## begin Data for this task

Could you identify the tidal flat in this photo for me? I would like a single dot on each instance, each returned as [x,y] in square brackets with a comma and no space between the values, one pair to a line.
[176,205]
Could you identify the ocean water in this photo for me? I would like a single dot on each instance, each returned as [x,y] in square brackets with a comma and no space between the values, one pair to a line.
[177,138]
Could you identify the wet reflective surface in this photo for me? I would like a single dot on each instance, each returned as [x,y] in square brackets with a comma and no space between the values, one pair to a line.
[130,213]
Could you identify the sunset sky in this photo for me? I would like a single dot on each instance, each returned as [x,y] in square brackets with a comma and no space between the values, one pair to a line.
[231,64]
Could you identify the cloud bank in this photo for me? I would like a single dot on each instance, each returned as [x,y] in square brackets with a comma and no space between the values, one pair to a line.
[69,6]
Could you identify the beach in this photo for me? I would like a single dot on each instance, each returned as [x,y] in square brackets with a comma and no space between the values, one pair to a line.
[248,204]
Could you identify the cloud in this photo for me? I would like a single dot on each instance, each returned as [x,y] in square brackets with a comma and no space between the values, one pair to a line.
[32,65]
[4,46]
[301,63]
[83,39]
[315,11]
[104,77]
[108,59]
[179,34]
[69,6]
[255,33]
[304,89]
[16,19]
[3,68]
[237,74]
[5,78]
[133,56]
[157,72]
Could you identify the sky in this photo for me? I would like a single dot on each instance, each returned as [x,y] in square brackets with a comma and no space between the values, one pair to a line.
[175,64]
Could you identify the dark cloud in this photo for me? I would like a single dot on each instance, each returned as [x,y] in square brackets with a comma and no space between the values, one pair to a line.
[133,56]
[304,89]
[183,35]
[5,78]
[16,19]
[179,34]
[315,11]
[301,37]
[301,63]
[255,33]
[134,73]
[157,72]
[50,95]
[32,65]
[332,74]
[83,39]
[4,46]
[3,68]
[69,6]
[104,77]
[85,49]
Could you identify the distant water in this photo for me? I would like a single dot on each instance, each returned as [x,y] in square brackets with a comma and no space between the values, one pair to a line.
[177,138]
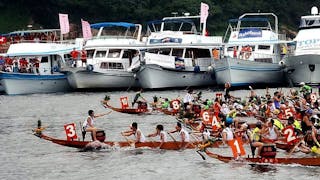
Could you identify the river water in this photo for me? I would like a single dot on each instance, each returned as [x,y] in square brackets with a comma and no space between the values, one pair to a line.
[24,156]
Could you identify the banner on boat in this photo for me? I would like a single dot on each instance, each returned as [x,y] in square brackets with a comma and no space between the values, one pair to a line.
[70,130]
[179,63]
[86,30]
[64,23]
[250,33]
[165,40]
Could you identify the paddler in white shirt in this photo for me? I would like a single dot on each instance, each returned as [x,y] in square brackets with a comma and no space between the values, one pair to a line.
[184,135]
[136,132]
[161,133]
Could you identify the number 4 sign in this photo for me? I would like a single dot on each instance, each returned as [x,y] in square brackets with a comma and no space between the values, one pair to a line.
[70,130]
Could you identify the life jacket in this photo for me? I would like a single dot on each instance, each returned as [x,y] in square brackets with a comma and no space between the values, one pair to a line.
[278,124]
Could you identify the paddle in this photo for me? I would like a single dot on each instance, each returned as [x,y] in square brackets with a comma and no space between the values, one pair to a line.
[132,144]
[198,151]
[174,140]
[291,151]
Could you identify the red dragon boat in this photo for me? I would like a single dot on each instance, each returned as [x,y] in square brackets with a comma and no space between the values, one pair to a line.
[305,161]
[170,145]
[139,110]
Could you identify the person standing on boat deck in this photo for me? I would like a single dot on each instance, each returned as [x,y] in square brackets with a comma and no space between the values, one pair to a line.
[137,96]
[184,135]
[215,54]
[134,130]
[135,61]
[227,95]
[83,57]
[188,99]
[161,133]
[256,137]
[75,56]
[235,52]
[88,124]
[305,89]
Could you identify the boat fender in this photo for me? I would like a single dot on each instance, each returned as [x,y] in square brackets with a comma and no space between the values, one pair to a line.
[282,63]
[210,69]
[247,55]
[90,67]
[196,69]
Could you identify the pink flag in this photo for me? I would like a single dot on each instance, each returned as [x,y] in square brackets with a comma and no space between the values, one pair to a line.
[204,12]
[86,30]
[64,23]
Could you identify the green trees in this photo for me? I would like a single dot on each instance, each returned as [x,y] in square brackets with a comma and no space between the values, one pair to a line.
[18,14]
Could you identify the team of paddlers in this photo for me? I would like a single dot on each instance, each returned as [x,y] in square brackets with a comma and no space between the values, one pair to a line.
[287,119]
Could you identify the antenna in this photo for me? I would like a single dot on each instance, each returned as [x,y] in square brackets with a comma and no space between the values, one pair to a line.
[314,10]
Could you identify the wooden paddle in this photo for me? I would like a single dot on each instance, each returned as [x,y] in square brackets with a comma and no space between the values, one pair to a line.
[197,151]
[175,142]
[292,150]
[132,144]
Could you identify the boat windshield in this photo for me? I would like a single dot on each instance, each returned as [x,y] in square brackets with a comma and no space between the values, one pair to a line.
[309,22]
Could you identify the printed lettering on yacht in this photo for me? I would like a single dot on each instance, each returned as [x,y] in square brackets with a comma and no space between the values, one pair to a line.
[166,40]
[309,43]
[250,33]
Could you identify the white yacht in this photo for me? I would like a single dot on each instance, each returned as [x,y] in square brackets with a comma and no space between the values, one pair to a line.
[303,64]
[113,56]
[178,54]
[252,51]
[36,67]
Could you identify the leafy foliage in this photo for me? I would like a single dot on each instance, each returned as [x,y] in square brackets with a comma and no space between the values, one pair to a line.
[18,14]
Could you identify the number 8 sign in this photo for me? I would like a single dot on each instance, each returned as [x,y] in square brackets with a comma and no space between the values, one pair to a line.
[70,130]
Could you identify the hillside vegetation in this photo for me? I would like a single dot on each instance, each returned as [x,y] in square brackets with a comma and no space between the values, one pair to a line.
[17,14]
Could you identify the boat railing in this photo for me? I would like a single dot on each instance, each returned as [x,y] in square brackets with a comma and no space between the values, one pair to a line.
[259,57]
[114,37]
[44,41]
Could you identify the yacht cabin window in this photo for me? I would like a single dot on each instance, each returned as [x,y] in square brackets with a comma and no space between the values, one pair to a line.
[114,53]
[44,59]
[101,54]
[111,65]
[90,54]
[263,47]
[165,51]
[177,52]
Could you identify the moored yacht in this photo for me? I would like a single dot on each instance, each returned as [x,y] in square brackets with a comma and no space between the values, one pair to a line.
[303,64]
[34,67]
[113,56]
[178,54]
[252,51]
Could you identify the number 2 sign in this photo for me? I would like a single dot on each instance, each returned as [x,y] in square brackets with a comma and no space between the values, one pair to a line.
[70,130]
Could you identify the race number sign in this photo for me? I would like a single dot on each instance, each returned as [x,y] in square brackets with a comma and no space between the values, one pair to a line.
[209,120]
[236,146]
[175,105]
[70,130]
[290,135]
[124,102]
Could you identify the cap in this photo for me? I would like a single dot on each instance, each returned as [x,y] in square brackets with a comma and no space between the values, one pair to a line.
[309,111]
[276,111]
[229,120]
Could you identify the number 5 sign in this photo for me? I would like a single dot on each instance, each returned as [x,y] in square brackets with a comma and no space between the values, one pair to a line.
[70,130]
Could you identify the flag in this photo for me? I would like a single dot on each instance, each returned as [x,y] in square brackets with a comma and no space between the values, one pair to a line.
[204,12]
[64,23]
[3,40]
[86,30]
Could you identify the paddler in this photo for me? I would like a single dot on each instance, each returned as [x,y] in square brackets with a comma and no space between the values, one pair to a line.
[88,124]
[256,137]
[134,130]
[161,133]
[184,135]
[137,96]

## end Data for this task

_Exercise brief_:
Write out all of the data above line by line, unchanged, and leave the pictures out.

_Task output_:
Could you identify the tidal flat in this photo for me? I would like a single dot on each instance, each returned as [x,y] in square brackets with a comma and no space between the values, one pair to a line.
[176,205]
Could you identify the ocean water in this photo for me? I would like a single dot on each instance, each returned as [x,y] in square brackets with a comma and no space between the values, one pair to a line.
[177,138]
Could you identify the wet reflective surface in this photo for me? I would like a single dot on each instance, each returned as [x,y] in square brackets with a comma and no space between the values, one pair to a line.
[130,213]
Could you identify the sunset sky in this photo for me? I would like a single dot on each instance, each returned as [x,y] in square brackets with a comma and no space between the values, one pair to a line.
[231,64]
Could you identify the cloud bank in this photo for me? I would like a single dot on each instance, each returned as [x,y] in square brackets with a comma and no space between the values, one pair to a line.
[69,6]
Could you identify the beach in this photo for me? I would like a single dot on each instance, each returned as [x,y] in square brackets with a comma and no space between the values, one pair to a line.
[248,204]
Could you identify the cloud in this photo for me? I would like a single dot on each instance, each returned as [x,y] in square brackets with a comma and no space between the values, one pair to a line.
[32,65]
[4,46]
[301,63]
[83,39]
[315,11]
[104,77]
[108,59]
[179,34]
[69,6]
[255,33]
[304,89]
[16,19]
[3,68]
[237,74]
[5,78]
[133,56]
[157,72]
Could you identify the sky in this photo for me? I would like a single dot on each instance, each returned as [x,y] in square brackets with a comma and no space between the values, one pair to a line.
[175,64]
Could you identify the dark cloud in this photo for me? I would like a single dot on each instance, each returned as [x,y] in square brackets with a comma and no space between the values, one pair to a line.
[133,56]
[304,89]
[183,35]
[5,78]
[16,19]
[179,34]
[315,11]
[301,37]
[301,63]
[255,33]
[134,73]
[157,72]
[50,95]
[32,65]
[332,74]
[83,39]
[4,46]
[3,68]
[69,6]
[104,77]
[85,49]
Could you identify the distant water in this photo for me? I would like a single dot on each instance, each returned as [x,y] in square brackets with a comma and no space between the values, one pair to a line.
[177,138]
Could you identify the river water in this photo for me? I would like a single dot on each instance, each returned as [x,y] in square brackets with a comma and no space between the values, one pair to a line.
[24,156]
Could you identify the banner on boat in this photo for me? I would like a single dot on each instance, each returned as [x,y] in square brackets with a comma and no space between the values, one pair to a line.
[70,130]
[179,63]
[86,30]
[64,23]
[250,33]
[165,40]
Could you identify the paddler in white shirt in this photo for me? I would like a single dot on each instance, each returned as [x,y] in square brackets with a comma and no space between the values, one pair to a line.
[184,135]
[136,132]
[161,133]
Could you identify the number 4 sign in this photo for me? I would like a single dot on each instance, each returned as [x,y] in square brackets with a comma and no space between the values, one pair to a line.
[70,130]
Could you identify the life jacket in this photo for me? I would like a single dot on each instance, each returned as [x,y] in square brackets with a comma and no space between the values, one pair to a line.
[278,124]
Could you identify the paddle in this photo for me? I would like a single dot on each instance, each returned as [x,y] in square brackets with a comma and no space between the values, one pair to a line.
[132,144]
[198,151]
[174,140]
[291,151]
Could you identify the red dragon boat in this photo for me? I would like a single dot on each instance, each returned as [x,y] in square brackets with a comma and no space between the values, one pair to a line.
[305,161]
[170,145]
[139,110]
Could you identify the person standing on boat deck in this photo for me? I would like a single dot on each instance, each returned as [x,y] in square brackets with a comma and no space between the values, one pair to a line.
[137,96]
[184,135]
[215,54]
[134,130]
[135,61]
[227,95]
[83,57]
[188,99]
[161,133]
[256,137]
[75,56]
[235,52]
[88,124]
[305,89]
Could you identify the boat fender in this photo for me? I would like a single dot on each instance, each returned as [x,y] in square brackets with a comma and no space between the values, one pair to a line.
[282,63]
[210,69]
[247,55]
[90,67]
[196,69]
Could you identify the pink flag in this photo for me? I would like a single dot on each instance, each returned as [x,y] in square brackets with a comma and no space between the values, one pair to a line.
[204,12]
[86,30]
[64,23]
Could you identify the green trees in this photo for me? I would like a single dot on each instance, each returned as [x,y] in square brackets with a comma and no space between the values, one pair to a line.
[18,14]
Could you identify the team of paddlers in this photo for me? I would like a single dot on each instance, each returned as [x,y] in square brackets with a comma and no space between the values, one pair to a line.
[287,119]
Could you identify the antenna in this photo for me? I would like a single dot on each instance, each returned as [x,y] in square brackets with a comma and no space between the values, one pair to a line.
[314,10]
Could you identify the wooden paddle in this photo for me? I would like a single dot on each instance, each returned as [x,y] in square brackets with a comma and no space between the values, one pair to a line.
[197,151]
[175,142]
[292,150]
[132,144]
Could you identify the boat windshield in this photo for me? I would like a single dot on each instance, each returned as [x,y] in square brackets with a comma and no space between the values, one pair to a line.
[309,22]
Could you identify the printed lettering on yacht in this photo for me? I would like a single dot on each instance, each returned as [x,y] in square brackets with a comma and no space between the values, one pair to a line.
[166,40]
[309,43]
[250,33]
Could you identify the white yacht in this photo for me? I would like a single dot on each instance, each returned as [x,y] in square brackets with a comma and no space between the values, one pair to a line.
[303,64]
[113,56]
[178,54]
[252,51]
[36,67]
Could you identify the leafy foliage in this photo for me? I would like a single dot on each instance, each returned as [x,y] in square brackets with a comma and no space between the values, one pair to a line.
[18,14]
Could you identify the number 8 sign in this photo for me? I would like a single dot on each instance, each returned as [x,y] in square brackets with a comma and no space between the values, one pair to a line.
[70,130]
Could you identify the hillside vegetation in this photo for me? I would like a single dot on each instance, each returned as [x,y] in square brackets with a comma and no space between the values, one pair to a line.
[17,14]
Could you identify the boat railing in this photo for me? I would like a single dot on each instance, each returned as [x,y] in square brackets with a comma and no space between the values, one pair to a line.
[259,57]
[114,37]
[44,41]
Could you identify the yacht cabin window in this photo for me? I would like a single dot on each instance, each returned as [x,y] in square brackets with a comma and no space between the values, one pair to a line.
[114,53]
[44,59]
[101,54]
[111,65]
[90,54]
[263,47]
[165,51]
[177,52]
Could you identify the moored yacht in this photo for me? I would like a single dot on each instance, each returned as [x,y] in square brackets with a comma and no space between the values, one pair to a line.
[303,64]
[34,67]
[113,56]
[178,54]
[252,51]
Could you identify the number 2 sign in this photo for me? I would like a single dot on each instance, each returned as [x,y] in square brackets with a comma and no space between the values, one pair to a line.
[70,130]
Could you identify the race number sign in this photo for me? I would like a single dot on each instance, each returned as [x,y] in square brackets with a comma and no space between the values, one pair to a line.
[209,120]
[236,146]
[175,105]
[70,130]
[290,135]
[124,102]
Could you identify the cap in this photo for me? I would like a single dot on each instance, each returned as [x,y] in square brackets with a comma and no space between the values, one pair to a line.
[309,111]
[276,111]
[229,120]
Could you identify the number 5 sign in this photo for me? I would like a single dot on each instance, each returned as [x,y] in square brackets with a comma and no space between the values, one pair to a line.
[70,130]
Could you identify the flag in this photo for me? I would like a single dot on each instance, each returned as [x,y] in square brackets with a comma and no space between the values, one pair to a line.
[204,12]
[64,23]
[3,40]
[86,30]
Could you identify the paddler in this photo for me? I would like a single dot on each instance, each returned as [x,y] in square brackets with a comma and no space between the values, one pair to a line.
[88,124]
[256,137]
[134,130]
[161,133]
[184,135]
[137,96]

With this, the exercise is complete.